---------- Data under study

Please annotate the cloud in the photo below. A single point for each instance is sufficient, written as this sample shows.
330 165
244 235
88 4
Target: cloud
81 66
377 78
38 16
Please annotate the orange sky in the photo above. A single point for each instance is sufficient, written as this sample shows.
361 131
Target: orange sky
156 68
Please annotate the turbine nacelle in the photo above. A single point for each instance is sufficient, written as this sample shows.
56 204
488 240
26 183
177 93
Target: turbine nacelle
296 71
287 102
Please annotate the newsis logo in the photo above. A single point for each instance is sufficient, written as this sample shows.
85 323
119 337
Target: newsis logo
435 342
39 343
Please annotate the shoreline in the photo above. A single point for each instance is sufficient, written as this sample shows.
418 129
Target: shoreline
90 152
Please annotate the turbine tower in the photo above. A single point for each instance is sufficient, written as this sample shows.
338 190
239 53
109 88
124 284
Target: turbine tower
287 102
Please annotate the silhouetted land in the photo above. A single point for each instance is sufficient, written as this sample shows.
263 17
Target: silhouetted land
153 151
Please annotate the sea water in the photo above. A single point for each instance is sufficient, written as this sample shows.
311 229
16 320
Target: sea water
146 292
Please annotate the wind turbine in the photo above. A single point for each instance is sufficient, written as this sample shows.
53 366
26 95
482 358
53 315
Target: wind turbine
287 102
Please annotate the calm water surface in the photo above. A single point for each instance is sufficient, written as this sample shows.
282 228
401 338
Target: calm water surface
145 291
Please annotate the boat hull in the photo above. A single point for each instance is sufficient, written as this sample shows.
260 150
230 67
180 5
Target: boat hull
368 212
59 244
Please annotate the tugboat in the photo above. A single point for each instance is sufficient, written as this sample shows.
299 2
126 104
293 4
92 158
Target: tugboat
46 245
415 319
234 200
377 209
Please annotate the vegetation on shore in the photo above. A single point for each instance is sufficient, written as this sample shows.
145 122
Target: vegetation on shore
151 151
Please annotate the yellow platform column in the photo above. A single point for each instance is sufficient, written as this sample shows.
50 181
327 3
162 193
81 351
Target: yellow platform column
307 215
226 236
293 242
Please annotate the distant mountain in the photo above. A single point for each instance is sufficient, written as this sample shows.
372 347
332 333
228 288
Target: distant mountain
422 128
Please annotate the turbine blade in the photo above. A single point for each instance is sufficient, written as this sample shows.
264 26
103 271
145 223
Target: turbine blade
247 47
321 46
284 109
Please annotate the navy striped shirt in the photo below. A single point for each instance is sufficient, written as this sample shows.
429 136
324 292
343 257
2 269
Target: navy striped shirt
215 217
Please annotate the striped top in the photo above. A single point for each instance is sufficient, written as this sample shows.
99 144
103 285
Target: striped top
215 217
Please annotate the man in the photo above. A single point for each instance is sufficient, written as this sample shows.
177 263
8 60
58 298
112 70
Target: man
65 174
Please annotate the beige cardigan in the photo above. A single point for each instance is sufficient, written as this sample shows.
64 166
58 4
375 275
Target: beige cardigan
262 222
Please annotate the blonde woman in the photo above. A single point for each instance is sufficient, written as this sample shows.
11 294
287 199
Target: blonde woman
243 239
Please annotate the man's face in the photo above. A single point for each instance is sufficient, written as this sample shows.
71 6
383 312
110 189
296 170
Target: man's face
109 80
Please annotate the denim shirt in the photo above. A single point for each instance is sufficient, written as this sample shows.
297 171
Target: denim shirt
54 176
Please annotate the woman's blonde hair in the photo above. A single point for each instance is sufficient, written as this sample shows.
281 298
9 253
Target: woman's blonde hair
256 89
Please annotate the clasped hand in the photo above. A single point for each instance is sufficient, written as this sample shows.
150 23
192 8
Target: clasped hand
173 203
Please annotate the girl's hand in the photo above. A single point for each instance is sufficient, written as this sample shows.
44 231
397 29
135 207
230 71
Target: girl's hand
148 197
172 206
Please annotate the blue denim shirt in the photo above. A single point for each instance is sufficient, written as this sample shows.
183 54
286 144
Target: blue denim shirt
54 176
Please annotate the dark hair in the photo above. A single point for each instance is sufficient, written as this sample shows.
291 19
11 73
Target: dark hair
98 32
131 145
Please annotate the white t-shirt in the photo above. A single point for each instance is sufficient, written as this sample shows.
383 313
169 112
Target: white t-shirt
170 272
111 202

--------------------

When a line in the material above holds the word "below", copy that line.

Please annotate the cloud in the photo below. A single point for each instance is sufficient, written as this sample shows.
Please annotate the navy striped shirt in the photo below. A single point for each instance is sufficient, written as this sample shows.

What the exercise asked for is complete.